# [INSTRUCTIONS]
(1) Reproduce the passage on the Priddy article dispute between "Supporters of Holotropic" and "chapter on HB.", inclusive.
(2) In the paragraph of the passage on the Priddy article dispute that begins "Supporters of Holotropic Breathwork," list every name given for a person or a username.
(3) Please continue the passage on the Priddy article dispute from the point where it stops.

# [EXTRACT]
Moreno, of New Mexico, pitched himself against the Priddy article, attempting to have this deleted. On 9 October 2006, he created an idiosyncratic User page with the title User:SSS108/Kevin Shepherd. Moreno disputed a Wikipedia quote referring to Shepherd, whose book was included in the Priddy article he detested. The editorial quote (associated with Andries) mentioned Priddy and the infamous ‘bedroom murders’ at the ashram of Sathya Sai. Moreno regarded this quote as a major obstruction to his apologist cause, especially as the quote was so closely related to Shepherd’s book and the Priddy article, which Andries supported. The basic reasoning involved here amounted to: Shepherd’s book approvingly referenced Priddy, and featured in the Priddy article — therefore Shepherd and his book had to be eliminated.

There was an underlying sectarian motivation to the User page of SSS108, who called Shepherd’s reliability into question, on the basis that he was a self-publisher and allegedly unknown. Moreno did not, of course, declare his apologist orientation. His User page appeared on Google and caused widespread confusions among persons with no knowledge of the underlying situation. Moreno almost succeeded in eliminating the Priddy article in the ideological struggle that followed between him and Andries (repeated attempts were made to delete this article, which survived for several years after, until a more general deletionist pogrom became pervasive, eliminating thousands of articles).

Supporters of Holotropic Breathwork seized upon the SSS108 User page as an excuse to deny Shepherd’s legitimate criticism of Grof therapy. These pseudonymous editors were typical of the partisan mindset so often to be found on Wikipedia, a glaring contradiction to NPOV. They imagined that SSS108 was an authority on matters he referred to. The confusion was such that an editor calling himself Minehunter even accused me of being Stephen Castro. This was because I had cited (in my criticism section to the HB article) Castro’s book Hypocrisy and Dissent within the Findhorn Foundation (1996), which included a very critical chapter on HB.

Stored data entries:

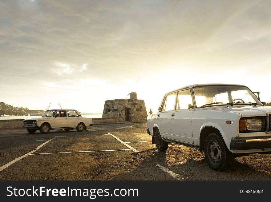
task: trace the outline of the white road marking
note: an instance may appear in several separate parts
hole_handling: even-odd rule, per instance
[[[33,153],[33,152],[34,152],[38,150],[38,149],[39,149],[41,147],[43,146],[44,145],[45,145],[45,144],[46,144],[47,143],[48,143],[48,142],[49,142],[51,141],[51,140],[53,140],[54,139],[54,138],[53,138],[51,139],[50,139],[50,140],[49,140],[44,142],[44,143],[42,143],[42,144],[41,145],[40,145],[37,148],[35,149],[34,149],[34,150],[32,150],[30,152],[29,152],[27,153],[26,154],[22,156],[20,156],[20,157],[18,157],[17,159],[14,159],[13,160],[11,161],[10,162],[8,163],[7,164],[5,164],[5,165],[4,165],[3,166],[1,166],[1,167],[0,167],[0,171],[2,171],[3,170],[4,170],[5,168],[7,168],[10,165],[11,165],[13,164],[14,163],[16,163],[16,162],[17,162],[17,161],[18,161],[18,160],[21,160],[23,158],[24,158],[25,157],[26,157],[26,156],[27,156],[29,155],[30,155],[32,153]]]
[[[126,147],[127,147],[128,148],[130,149],[131,149],[133,151],[135,152],[136,153],[137,152],[139,152],[139,151],[138,151],[136,150],[136,149],[135,149],[134,148],[131,147],[129,145],[127,145],[127,144],[126,144],[125,142],[124,142],[123,141],[121,140],[119,138],[115,136],[114,135],[112,135],[111,134],[111,133],[107,133],[108,134],[109,134],[109,135],[111,135],[111,136],[112,136],[113,137],[114,137],[115,138],[116,138],[121,143],[122,143],[125,146],[126,146]]]
[[[47,143],[48,143],[49,142],[50,142],[50,141],[51,141],[51,140],[54,140],[54,139],[55,139],[54,138],[52,138],[51,139],[50,139],[49,140],[48,140],[48,141],[46,141],[46,142],[44,142],[44,143],[42,143],[42,144],[41,145],[40,145],[39,146],[38,146],[38,147],[37,147],[37,148],[35,148],[35,149],[39,149],[41,147],[42,147],[42,146],[43,145],[45,145],[45,144],[47,144]]]
[[[152,142],[152,141],[140,141],[139,142],[127,142],[125,143],[133,143],[134,142]]]
[[[176,173],[174,172],[173,171],[172,171],[166,168],[165,168],[160,164],[157,164],[156,165],[156,166],[159,168],[158,169],[161,169],[165,172],[168,173],[177,180],[184,180],[184,179],[182,177],[181,177],[179,174],[177,174]]]
[[[96,151],[83,151],[79,152],[56,152],[55,153],[42,153],[38,154],[32,154],[30,155],[40,155],[41,154],[66,154],[70,153],[83,153],[84,152],[113,152],[116,151],[125,151],[131,150],[131,149],[115,149],[114,150],[99,150]]]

# [RESPONSES TO THE TASKS]
(1)
Supporters of Holotropic Breathwork seized upon the SSS108 User page as an excuse to deny Shepherd’s legitimate criticism of Grof therapy. These pseudonymous editors were typical of the partisan mindset so often to be found on Wikipedia, a glaring contradiction to NPOV. They imagined that SSS108 was an authority on matters he referred to. The confusion was such that an editor calling himself Minehunter even accused me of being Stephen Castro. This was because I had cited (in my criticism section to the HB article) Castro’s book Hypocrisy and Dissent within the Findhorn Foundation (1996), which included a very critical chapter on HB.

(2) Shepherd, Grof, SSS108, Minehunter, Stephen Castro

(3)
Minehunter defended Jablett’s call for removal of the Shepherd reference at the HB article, and on 23 November, on the basis of Moreno ruse, he misleadingly described Investigating the Sai Baba Movement as a ‘vanity publication’. He knew nothing about that book, and had not read it. The references from opponents were based entirely upon their preference to exclude criticism of their favoured subject. The situation was laughable, and yet at the same time tragic, because the false status of pseudonymous bias could so easily gain ascendancy on Wikipedia. The Shepherd reference at the HB page related to an annotated book a thousand pages in length. The Shepherd reference on the Priddy page related to an annotated book over three hundred pages in length.

I defended my editing in general, and my inclusion of Shepherd in particular. I was appalled by the damaging lore created by pseudonymous editors, who masqueraded under the auspices of NPOV. Contrary to hostile insinuations, Shepherd was not unknown or insignificant. For instance, in 2006 he circulated an open letter to hundreds of eminent persons, and received replies from such British political celebrities as David Cameron and Sir Menzies Campbell.

In 2006, I was supported on Wikipedia by an editor calling himself Jedermann, whom I later discovered was a British academic. On both the HB discussion page and the SSS108 User page, Jedermann contested the shallow attempt to undermine Shepherd’s credibility, and provided several academic citations of the latter’s books. In 2007, Jedermann left Wikipedia in disgust at the low editorial standards in general evidence.

Shepherd himself was unaware of the attack by Moreno, not being a computer user at that time (he evidently still has a low opinion of internet influence, see ‘Internet Problems and Wikipedia’, which is part of his ‘Autobiographical Reflections’). I myself was at first only aware of the discussion at the HB article. At this time, I did not realise that editor SSS108 was a strident online defender of Sathya Sai Baba, and one who had gained notoriety for his intemperate attacks on the disaffected ex-devotees. The latter included his arch-opponent Robert Priddy, whose industrious online output eventually created an extensive and major website detailing the critique of Sathya Sai Baba (http://www.saibaba-x.org.uk — see also Priddy’s blog).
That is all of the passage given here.